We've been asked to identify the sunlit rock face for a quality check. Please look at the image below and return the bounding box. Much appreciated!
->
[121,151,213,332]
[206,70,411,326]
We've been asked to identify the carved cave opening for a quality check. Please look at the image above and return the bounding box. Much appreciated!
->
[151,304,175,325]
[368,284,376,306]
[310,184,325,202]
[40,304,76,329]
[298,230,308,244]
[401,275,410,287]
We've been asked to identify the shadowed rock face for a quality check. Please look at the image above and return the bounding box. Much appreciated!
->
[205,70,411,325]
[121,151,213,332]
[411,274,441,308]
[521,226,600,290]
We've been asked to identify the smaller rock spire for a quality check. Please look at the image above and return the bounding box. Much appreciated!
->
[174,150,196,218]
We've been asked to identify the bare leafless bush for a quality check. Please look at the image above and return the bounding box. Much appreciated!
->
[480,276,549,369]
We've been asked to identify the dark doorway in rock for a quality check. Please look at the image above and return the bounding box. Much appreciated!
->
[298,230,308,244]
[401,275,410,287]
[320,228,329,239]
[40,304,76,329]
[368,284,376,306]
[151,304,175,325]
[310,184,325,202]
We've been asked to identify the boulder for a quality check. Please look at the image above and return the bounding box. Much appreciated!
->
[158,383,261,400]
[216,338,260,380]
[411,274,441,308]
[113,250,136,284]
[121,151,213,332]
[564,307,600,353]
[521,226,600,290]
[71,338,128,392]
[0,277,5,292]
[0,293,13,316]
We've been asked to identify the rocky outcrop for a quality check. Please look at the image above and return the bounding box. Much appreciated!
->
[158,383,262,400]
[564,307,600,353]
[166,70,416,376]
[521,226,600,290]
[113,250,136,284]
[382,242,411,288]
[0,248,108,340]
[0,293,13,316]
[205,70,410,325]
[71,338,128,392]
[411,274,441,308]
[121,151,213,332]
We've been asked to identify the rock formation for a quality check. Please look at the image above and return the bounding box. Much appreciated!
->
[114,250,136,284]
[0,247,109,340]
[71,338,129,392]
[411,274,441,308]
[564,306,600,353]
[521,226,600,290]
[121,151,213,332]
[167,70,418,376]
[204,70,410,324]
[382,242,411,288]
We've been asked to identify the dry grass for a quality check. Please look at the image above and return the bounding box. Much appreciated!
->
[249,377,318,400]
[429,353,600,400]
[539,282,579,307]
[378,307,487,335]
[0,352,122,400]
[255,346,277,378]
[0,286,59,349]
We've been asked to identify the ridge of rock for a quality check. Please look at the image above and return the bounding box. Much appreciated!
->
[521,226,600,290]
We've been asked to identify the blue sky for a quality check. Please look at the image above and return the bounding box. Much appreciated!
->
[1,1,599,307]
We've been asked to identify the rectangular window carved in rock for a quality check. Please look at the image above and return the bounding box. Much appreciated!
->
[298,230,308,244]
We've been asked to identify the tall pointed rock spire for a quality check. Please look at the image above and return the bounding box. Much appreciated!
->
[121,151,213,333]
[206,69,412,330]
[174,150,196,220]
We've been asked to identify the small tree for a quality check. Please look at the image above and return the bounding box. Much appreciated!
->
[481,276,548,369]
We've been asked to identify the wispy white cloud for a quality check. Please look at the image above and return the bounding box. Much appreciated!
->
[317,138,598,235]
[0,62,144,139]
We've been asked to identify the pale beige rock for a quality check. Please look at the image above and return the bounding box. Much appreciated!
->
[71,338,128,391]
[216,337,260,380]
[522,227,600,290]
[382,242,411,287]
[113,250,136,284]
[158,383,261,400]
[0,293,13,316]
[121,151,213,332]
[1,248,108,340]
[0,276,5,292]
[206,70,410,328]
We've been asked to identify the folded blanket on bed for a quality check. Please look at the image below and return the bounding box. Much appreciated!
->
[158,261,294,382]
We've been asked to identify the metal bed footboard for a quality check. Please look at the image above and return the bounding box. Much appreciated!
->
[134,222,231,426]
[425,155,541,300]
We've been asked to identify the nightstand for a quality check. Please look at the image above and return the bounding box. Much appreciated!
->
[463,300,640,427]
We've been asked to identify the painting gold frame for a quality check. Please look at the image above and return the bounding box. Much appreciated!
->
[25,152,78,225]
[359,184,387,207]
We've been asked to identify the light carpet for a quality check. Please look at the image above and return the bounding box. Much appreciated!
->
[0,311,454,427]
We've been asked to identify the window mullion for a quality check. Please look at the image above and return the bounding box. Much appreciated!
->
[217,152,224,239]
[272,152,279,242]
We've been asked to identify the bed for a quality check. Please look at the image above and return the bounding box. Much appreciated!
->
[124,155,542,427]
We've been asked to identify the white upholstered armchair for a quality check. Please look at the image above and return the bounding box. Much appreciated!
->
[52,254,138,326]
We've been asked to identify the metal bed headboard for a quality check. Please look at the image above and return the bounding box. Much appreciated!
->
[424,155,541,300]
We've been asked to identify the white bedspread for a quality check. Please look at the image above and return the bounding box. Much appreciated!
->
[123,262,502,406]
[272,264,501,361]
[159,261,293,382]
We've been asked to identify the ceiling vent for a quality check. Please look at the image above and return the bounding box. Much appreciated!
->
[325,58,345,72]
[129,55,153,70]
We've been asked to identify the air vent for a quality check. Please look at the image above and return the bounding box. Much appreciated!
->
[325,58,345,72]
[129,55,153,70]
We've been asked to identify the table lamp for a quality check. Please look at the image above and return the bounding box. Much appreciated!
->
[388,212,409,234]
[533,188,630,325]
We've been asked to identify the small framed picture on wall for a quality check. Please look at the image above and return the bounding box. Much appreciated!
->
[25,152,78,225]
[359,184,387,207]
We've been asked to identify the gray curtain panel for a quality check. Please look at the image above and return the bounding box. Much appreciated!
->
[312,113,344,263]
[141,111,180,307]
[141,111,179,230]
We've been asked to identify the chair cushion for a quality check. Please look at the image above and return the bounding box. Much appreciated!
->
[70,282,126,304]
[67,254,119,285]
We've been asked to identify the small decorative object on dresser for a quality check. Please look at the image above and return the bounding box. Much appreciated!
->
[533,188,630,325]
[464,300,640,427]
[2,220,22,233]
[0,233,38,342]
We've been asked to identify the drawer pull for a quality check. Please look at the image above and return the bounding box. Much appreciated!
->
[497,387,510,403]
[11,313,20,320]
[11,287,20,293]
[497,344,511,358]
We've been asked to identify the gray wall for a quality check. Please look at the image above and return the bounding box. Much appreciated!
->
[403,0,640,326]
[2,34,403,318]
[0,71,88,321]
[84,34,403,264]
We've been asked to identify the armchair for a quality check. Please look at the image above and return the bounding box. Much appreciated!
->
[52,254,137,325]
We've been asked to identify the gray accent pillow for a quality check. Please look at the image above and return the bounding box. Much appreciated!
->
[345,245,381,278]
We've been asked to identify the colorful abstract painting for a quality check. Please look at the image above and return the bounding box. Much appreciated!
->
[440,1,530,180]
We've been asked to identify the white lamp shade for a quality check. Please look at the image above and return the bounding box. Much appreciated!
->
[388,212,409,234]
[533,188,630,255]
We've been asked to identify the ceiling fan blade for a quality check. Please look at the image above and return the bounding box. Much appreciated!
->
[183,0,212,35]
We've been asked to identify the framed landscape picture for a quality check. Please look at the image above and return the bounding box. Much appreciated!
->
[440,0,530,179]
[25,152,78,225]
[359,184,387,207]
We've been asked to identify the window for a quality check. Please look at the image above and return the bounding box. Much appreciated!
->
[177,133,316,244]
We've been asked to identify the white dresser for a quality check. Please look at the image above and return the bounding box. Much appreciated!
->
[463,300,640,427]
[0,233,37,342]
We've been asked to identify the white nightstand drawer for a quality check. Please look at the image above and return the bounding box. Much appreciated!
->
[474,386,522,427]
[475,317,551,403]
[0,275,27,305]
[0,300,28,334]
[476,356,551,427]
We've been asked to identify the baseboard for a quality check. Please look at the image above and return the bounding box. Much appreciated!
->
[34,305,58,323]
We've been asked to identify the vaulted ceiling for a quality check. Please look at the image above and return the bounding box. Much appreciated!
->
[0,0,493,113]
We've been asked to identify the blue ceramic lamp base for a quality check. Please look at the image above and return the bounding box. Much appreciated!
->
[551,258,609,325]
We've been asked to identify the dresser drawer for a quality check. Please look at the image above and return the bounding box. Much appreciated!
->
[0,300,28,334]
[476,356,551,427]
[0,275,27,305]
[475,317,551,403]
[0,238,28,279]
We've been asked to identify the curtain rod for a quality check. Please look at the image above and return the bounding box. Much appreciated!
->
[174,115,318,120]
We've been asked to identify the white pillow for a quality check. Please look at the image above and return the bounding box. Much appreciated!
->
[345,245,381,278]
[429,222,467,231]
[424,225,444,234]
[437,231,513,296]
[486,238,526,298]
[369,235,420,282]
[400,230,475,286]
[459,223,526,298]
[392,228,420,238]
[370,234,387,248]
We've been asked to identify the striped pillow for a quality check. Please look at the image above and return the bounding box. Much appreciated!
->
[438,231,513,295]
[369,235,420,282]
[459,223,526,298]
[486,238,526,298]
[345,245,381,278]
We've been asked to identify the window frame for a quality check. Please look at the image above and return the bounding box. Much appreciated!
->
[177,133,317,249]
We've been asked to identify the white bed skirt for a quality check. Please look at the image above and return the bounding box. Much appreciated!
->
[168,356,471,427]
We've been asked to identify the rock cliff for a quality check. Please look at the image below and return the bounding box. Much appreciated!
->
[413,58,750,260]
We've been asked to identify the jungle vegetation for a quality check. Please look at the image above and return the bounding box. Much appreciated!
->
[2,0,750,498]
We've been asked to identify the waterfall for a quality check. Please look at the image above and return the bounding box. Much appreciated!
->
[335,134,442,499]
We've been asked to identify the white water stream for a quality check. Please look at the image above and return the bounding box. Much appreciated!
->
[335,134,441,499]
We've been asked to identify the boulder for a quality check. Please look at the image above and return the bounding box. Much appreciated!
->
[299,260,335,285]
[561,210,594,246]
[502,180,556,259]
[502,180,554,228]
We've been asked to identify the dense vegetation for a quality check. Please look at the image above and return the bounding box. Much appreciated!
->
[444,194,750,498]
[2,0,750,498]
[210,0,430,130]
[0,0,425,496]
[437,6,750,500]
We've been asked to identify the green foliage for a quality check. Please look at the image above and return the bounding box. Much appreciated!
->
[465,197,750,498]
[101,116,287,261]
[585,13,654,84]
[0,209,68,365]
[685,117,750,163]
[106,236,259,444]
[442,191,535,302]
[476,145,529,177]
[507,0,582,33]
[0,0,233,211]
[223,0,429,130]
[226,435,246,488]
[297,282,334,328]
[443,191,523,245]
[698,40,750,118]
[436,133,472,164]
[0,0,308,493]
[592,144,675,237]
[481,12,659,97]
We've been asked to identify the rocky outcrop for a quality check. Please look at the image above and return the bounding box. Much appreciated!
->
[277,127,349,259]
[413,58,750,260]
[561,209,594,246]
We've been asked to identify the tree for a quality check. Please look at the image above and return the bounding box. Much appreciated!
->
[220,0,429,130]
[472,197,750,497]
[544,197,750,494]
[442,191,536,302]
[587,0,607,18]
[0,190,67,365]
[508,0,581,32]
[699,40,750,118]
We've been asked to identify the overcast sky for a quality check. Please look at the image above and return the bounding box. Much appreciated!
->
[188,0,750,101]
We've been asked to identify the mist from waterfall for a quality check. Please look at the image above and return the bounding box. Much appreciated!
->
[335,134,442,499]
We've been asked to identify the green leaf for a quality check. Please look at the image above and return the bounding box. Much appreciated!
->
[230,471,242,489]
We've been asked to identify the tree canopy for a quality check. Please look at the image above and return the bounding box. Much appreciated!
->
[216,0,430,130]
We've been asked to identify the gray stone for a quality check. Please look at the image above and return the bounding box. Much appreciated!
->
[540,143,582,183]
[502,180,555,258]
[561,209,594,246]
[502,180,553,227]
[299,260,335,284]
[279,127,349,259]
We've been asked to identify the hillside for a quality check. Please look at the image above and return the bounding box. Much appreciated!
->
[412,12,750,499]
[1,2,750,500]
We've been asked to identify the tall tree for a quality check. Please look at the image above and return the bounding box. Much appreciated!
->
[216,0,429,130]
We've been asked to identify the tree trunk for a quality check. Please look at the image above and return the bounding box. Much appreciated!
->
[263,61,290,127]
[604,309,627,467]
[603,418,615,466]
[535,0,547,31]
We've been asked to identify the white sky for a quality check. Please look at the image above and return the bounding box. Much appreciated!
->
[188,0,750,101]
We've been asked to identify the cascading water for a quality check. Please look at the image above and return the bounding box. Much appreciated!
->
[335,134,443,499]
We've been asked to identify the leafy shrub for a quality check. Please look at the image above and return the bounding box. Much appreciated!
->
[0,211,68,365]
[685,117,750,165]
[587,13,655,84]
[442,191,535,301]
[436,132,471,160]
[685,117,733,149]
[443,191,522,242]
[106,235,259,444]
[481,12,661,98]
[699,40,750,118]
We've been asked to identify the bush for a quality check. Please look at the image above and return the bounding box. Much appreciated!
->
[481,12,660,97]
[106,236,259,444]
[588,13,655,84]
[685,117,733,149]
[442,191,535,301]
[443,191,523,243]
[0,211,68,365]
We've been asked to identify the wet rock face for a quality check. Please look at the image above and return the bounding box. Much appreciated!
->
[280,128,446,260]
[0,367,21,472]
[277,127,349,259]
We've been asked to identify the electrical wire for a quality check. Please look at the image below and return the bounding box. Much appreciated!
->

★ ★ ★

> **Exercise**: In the material above, how many lines include the word "curtain"? State that number alone.

> **Answer to this problem**: 2